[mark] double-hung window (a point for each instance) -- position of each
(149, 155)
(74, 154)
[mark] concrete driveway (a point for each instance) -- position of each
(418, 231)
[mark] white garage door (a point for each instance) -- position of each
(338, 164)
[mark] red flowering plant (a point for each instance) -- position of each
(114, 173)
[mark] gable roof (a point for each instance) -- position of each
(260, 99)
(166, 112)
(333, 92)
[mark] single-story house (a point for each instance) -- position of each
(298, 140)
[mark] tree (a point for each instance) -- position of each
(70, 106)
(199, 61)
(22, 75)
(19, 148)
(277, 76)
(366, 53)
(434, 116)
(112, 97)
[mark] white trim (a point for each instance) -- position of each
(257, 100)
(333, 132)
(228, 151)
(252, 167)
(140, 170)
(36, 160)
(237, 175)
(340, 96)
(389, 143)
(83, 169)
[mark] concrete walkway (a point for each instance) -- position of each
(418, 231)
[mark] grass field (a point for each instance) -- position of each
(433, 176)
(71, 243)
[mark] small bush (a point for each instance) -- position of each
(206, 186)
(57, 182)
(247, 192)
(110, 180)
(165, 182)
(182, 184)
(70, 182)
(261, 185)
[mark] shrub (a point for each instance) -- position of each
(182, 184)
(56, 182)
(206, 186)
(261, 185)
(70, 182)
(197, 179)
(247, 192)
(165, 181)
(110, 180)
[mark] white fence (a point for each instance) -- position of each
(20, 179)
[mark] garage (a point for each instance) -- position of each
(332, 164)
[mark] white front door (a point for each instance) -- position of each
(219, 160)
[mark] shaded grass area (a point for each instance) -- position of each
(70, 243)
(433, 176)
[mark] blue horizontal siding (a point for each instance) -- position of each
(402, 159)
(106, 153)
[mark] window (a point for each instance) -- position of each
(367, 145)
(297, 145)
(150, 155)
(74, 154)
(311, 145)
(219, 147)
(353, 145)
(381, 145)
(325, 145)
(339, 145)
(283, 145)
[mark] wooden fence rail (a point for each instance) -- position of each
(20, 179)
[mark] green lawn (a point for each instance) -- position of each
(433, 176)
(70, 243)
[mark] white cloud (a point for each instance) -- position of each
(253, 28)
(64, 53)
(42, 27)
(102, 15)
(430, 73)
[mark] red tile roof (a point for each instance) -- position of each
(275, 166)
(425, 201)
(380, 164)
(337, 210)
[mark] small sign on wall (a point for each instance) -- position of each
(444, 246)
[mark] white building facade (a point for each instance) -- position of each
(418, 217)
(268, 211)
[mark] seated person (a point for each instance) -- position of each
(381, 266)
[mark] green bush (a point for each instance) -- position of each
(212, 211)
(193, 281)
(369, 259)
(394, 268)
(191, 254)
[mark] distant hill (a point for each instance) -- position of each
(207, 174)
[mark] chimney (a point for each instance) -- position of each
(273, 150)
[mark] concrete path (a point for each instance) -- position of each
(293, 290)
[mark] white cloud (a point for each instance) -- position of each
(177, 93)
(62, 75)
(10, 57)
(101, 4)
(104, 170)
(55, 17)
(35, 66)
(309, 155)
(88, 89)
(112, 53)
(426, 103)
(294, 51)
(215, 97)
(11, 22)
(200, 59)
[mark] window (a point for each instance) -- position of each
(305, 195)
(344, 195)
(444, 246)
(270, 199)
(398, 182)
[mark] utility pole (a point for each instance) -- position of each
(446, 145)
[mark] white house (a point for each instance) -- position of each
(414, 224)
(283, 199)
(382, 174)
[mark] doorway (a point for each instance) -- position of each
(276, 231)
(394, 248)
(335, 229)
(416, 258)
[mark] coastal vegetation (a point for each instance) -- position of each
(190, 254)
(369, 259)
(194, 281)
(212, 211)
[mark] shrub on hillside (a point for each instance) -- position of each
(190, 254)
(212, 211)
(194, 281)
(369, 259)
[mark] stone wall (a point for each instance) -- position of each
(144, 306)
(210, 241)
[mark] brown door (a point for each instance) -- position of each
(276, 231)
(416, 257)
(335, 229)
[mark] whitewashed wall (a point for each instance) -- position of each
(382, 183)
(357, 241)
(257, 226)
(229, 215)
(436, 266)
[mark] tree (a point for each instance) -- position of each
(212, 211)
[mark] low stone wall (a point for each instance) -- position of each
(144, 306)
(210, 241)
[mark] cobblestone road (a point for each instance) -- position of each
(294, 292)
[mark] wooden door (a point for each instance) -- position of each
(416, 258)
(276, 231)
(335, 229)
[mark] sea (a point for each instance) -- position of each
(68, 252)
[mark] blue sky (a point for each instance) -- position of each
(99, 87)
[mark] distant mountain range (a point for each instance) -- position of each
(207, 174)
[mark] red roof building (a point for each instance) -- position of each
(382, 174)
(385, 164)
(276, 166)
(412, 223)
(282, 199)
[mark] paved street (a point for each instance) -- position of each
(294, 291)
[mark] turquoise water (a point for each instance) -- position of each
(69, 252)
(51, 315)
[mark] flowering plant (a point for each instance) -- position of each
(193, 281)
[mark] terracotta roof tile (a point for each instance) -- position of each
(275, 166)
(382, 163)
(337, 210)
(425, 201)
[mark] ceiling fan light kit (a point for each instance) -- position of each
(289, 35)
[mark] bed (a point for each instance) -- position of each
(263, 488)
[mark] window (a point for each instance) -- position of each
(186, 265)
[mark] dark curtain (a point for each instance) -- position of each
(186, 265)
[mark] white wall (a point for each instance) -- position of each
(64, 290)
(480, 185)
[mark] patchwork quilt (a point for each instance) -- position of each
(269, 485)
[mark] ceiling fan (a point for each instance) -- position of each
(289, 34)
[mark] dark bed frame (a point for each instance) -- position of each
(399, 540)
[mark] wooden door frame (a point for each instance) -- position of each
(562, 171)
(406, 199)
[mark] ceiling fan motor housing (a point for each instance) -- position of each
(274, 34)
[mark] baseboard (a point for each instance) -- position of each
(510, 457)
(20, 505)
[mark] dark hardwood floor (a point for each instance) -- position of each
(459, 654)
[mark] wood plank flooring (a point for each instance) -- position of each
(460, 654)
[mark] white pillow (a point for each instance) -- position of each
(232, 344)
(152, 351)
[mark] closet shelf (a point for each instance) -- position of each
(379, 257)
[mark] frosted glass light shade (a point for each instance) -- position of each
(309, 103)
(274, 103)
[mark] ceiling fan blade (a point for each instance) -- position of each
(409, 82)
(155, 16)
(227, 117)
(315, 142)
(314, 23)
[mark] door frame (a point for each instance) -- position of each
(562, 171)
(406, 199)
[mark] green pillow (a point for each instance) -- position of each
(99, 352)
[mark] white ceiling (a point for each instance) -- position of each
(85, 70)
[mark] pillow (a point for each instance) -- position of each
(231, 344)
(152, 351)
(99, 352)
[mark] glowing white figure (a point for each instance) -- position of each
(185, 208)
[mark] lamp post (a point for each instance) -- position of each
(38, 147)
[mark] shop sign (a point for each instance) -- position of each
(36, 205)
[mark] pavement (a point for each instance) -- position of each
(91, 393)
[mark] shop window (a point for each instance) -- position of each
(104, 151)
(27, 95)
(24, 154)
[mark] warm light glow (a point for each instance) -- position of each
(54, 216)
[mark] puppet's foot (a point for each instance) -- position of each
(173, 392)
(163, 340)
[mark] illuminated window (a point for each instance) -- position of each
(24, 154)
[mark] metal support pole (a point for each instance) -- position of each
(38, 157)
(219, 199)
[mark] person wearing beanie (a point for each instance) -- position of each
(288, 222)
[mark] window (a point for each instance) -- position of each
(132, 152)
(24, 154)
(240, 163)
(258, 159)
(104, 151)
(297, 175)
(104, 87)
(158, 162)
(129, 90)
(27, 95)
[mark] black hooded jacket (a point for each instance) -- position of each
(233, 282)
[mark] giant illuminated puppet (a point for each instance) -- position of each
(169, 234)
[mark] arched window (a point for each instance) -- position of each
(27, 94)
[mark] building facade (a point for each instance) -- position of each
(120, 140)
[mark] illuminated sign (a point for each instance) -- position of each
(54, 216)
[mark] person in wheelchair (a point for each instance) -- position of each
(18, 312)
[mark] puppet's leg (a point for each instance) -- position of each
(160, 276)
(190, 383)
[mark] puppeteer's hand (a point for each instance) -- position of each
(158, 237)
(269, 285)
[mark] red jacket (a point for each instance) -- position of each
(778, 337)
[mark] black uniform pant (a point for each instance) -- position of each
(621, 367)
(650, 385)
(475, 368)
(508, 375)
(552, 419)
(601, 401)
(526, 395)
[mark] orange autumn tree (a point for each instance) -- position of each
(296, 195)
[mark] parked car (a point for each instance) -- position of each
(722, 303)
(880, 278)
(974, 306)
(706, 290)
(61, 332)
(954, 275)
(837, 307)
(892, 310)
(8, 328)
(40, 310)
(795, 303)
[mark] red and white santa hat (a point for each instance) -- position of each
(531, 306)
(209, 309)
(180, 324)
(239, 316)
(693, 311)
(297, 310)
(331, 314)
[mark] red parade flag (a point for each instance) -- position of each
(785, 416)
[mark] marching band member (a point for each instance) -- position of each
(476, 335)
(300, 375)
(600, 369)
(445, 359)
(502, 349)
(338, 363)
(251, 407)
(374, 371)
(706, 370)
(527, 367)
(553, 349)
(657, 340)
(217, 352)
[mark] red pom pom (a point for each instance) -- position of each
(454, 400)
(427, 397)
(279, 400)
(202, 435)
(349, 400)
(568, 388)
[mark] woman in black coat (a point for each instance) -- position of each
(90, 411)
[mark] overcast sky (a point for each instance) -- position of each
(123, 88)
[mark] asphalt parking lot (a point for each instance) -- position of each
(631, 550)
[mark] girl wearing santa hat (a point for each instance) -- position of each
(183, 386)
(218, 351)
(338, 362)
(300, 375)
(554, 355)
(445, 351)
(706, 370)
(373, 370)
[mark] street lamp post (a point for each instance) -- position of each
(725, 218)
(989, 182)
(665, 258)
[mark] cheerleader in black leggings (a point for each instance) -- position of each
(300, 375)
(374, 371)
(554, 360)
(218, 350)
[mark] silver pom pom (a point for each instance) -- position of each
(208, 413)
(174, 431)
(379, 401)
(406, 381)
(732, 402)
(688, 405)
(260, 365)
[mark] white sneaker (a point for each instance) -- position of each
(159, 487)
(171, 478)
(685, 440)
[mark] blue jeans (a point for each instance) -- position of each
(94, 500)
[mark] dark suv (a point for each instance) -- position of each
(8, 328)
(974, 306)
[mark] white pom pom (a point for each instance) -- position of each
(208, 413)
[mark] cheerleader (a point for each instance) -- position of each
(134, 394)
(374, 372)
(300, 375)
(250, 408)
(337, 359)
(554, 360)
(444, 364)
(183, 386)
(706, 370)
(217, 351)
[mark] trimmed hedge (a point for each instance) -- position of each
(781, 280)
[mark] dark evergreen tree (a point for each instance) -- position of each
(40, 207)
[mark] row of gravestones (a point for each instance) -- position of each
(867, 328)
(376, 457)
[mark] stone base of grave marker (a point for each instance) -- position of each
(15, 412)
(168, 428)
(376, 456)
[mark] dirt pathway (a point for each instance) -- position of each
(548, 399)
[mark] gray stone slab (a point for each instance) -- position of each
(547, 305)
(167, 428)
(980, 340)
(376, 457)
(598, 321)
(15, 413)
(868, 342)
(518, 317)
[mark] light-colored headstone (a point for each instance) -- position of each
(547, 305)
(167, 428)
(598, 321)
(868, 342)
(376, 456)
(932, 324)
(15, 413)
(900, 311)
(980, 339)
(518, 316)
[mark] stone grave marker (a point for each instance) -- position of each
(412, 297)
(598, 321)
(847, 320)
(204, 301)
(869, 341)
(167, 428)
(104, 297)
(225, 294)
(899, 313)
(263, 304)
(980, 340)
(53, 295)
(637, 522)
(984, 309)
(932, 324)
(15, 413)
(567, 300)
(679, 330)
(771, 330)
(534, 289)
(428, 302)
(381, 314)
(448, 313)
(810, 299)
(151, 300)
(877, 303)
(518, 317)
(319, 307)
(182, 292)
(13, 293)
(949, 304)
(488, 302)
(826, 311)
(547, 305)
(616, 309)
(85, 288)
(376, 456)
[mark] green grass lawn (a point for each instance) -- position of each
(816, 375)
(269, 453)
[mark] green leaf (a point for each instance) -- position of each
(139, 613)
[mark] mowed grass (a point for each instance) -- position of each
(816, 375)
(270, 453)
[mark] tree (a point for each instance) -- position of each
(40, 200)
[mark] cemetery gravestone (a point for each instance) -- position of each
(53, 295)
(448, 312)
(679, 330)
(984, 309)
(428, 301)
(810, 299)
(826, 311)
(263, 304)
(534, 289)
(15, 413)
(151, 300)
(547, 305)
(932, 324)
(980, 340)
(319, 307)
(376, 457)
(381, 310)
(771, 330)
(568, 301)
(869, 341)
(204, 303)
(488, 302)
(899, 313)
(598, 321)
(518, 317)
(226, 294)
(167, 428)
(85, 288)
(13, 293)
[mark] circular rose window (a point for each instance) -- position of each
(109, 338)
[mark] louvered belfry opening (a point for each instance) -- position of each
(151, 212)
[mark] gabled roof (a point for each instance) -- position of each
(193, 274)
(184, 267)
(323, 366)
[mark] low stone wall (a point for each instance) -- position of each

__The task__
Give again only the lines starting at the one that contains "[mark] green grass" and running to the end of the data.

__Task output__
[mark] green grass lawn (a point for each instance) -- position of each
(816, 375)
(269, 453)
[mark] green leaf (a point for each instance) -- position of each
(139, 613)
[mark] mowed grass (a point for each instance) -- position of each
(816, 375)
(270, 453)
[mark] tree (a point for each instance) -- position of each
(40, 200)
[mark] cemetery gravestone (a point for each instance) -- position of each
(53, 295)
(448, 312)
(679, 330)
(984, 309)
(428, 301)
(810, 299)
(826, 311)
(263, 304)
(534, 289)
(15, 413)
(151, 300)
(547, 305)
(932, 324)
(980, 340)
(319, 307)
(376, 457)
(381, 310)
(771, 330)
(568, 301)
(869, 341)
(204, 303)
(488, 302)
(899, 313)
(598, 321)
(518, 317)
(226, 294)
(167, 428)
(85, 288)
(13, 293)
[mark] circular rose window (a point for each instance) -- position of each
(109, 338)
[mark] louvered belfry opening (a point for each instance) -- position of each
(151, 212)
[mark] gabled roof (a point for each instance) -- position of each
(193, 274)
(184, 267)
(323, 366)
[mark] low stone wall (a point for each instance) -- position of each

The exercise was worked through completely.